Repeat the lines beginning at the one with "shoulder in the photo above." and running to the end of the material, keeping the first and last of them, exactly as they appear.

Coordinate annotation entries:
------------------------------------

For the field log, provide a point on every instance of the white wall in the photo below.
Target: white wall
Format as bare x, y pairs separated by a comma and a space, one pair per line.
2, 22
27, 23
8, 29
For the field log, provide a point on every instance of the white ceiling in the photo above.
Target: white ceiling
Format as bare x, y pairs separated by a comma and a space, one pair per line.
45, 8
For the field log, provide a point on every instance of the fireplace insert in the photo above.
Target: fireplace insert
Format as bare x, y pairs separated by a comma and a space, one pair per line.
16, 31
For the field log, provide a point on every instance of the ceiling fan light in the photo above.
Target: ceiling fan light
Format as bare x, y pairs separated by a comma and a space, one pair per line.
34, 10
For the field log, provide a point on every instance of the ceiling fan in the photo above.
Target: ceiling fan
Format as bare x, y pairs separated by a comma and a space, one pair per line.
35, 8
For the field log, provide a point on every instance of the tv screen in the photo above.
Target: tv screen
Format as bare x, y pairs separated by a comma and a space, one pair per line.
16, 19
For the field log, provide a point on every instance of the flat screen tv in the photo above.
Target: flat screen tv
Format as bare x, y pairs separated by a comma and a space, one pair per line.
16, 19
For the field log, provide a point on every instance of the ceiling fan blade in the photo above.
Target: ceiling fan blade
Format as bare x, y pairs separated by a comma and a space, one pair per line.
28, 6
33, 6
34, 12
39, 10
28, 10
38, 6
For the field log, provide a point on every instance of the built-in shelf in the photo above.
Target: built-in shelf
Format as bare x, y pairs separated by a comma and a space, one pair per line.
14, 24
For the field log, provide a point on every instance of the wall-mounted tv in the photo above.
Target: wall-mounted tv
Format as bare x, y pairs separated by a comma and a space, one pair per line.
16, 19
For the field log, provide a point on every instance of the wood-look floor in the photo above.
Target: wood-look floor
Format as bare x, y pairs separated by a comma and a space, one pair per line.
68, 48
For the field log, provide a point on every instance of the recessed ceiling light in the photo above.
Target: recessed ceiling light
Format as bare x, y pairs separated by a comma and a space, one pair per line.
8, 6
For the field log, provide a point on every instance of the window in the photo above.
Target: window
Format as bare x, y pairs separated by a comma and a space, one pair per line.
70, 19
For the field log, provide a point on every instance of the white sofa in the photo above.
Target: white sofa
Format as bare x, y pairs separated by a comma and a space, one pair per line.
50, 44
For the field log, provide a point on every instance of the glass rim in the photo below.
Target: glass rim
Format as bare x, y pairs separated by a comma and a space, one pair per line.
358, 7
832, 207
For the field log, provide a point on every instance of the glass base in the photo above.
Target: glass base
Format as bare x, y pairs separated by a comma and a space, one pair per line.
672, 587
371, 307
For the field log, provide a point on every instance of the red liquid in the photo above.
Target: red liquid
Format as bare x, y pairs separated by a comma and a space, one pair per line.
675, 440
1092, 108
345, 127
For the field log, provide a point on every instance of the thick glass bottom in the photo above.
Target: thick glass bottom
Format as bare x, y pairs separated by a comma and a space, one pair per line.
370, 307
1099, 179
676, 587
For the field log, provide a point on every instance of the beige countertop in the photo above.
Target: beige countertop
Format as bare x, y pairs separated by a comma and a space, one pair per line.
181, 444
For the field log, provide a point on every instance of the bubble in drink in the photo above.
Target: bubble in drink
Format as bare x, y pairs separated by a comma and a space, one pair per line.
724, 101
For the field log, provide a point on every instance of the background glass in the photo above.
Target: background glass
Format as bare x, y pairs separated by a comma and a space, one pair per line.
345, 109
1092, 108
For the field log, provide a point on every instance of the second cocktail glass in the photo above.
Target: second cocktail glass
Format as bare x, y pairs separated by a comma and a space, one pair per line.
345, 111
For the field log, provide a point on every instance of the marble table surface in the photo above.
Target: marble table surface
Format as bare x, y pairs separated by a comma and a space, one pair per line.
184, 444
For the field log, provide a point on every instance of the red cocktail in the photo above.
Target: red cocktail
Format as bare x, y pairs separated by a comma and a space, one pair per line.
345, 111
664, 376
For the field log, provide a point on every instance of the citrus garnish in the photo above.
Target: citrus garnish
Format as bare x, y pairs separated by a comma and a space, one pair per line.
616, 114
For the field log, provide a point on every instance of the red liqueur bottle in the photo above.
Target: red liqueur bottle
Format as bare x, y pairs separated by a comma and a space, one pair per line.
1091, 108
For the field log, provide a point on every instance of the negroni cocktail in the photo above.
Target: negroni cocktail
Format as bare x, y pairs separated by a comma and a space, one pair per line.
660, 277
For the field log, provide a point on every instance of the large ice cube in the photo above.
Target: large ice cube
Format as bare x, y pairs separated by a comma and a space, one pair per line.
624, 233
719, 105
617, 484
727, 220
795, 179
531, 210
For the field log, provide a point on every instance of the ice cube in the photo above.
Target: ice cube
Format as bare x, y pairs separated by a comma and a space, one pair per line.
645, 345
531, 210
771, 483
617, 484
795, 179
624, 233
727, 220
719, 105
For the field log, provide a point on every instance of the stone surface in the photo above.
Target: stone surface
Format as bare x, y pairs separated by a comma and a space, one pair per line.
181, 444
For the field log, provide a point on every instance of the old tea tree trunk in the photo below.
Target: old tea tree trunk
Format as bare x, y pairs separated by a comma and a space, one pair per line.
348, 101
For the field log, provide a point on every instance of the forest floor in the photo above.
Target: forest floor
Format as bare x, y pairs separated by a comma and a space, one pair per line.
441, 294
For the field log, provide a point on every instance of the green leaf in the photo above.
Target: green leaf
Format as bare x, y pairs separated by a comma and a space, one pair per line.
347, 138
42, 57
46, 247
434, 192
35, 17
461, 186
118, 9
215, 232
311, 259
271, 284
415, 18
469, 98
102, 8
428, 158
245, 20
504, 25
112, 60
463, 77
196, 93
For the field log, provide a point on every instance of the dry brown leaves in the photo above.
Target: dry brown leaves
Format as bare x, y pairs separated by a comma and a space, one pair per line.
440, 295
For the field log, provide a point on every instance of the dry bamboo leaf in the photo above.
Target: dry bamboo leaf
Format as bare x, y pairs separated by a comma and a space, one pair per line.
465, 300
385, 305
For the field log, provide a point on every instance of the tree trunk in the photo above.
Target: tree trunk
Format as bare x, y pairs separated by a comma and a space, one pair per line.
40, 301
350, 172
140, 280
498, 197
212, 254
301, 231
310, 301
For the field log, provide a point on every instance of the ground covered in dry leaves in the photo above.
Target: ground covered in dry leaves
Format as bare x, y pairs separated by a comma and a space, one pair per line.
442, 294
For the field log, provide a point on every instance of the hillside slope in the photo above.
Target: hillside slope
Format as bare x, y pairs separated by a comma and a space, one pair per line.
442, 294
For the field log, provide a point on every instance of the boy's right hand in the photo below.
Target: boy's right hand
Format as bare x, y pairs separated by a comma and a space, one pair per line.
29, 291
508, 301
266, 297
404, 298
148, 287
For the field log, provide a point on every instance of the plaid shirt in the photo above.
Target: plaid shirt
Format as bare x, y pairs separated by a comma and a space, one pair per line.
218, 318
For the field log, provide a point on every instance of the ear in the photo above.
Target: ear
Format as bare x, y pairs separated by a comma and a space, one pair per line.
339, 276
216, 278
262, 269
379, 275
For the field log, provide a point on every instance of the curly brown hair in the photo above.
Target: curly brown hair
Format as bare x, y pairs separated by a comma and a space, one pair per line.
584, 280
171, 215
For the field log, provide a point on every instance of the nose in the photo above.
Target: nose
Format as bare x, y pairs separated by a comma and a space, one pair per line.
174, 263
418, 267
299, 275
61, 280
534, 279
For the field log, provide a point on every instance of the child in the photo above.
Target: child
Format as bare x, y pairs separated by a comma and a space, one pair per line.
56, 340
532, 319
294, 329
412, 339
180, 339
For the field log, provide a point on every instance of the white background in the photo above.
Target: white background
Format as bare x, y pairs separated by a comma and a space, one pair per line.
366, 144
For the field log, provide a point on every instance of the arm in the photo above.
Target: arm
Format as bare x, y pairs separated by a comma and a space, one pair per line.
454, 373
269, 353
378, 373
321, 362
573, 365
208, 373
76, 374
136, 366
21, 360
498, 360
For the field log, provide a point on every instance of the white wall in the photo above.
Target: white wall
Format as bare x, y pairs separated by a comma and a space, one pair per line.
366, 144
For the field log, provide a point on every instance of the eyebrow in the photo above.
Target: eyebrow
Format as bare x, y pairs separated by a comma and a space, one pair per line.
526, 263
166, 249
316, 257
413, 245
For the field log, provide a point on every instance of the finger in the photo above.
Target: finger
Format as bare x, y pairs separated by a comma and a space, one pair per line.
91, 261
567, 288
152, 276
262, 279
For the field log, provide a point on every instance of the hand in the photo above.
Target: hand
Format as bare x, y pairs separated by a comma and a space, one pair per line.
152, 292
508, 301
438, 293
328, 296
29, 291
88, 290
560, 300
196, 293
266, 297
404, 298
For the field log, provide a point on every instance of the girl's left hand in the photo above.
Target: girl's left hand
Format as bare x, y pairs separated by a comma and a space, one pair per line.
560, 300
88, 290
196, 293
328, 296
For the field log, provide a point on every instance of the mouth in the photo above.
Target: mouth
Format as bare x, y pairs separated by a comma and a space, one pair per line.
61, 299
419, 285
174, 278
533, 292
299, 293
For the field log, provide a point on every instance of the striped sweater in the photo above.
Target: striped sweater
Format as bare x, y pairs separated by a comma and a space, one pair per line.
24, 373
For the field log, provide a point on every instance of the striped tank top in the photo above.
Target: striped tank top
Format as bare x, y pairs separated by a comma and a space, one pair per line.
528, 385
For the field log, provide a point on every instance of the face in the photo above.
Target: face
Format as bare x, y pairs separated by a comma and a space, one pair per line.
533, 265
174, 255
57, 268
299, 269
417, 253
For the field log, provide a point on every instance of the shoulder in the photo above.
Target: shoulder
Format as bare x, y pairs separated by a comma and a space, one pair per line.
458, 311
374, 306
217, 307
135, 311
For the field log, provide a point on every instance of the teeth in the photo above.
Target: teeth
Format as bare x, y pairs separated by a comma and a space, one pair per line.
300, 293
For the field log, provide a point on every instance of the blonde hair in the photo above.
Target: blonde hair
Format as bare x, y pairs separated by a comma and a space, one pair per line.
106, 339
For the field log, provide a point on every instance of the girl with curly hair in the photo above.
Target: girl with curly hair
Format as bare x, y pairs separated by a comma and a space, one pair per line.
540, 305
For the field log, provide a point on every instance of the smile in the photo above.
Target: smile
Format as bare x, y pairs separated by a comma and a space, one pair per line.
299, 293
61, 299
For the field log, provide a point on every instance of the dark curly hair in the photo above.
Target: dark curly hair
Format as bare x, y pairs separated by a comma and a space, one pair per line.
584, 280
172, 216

------------------------------------

* [WRITTEN SOLUTION]
For the field log, provide a point on every instance of the shoulder in the photo above.
Target: shoulder
Format as bare x, y pairs separated by a comma and a space, one pair per line.
458, 311
374, 306
217, 307
135, 311
For the field log, provide a point on every instance of the teeth in the photo above.
Target: teeth
Format as bare x, y pairs separated by a comma and a space, one pair per line.
300, 293
For the field log, provide a point on every instance of the blonde hair in the photo above.
Target: blonde hair
Format as bare x, y pairs separated by a comma and a space, one pair per line.
106, 339
For the field log, provide a point on every instance of the girl with curly hair in the photo above.
Target: girl with curly hair
Format as bare x, y pairs separated by a comma and a space, one pair per line.
540, 305
For the field log, provide a point on every instance of the smile in the photo above.
Target: smile
Format as bare x, y pairs separated by a comma and a space, one pair per line.
299, 293
61, 299
For the field log, provide a point on every instance of the dark curly hair in the photo above.
Target: dark curly hair
Format as bare x, y pairs separated by a comma and a space, one pair per line.
584, 280
172, 216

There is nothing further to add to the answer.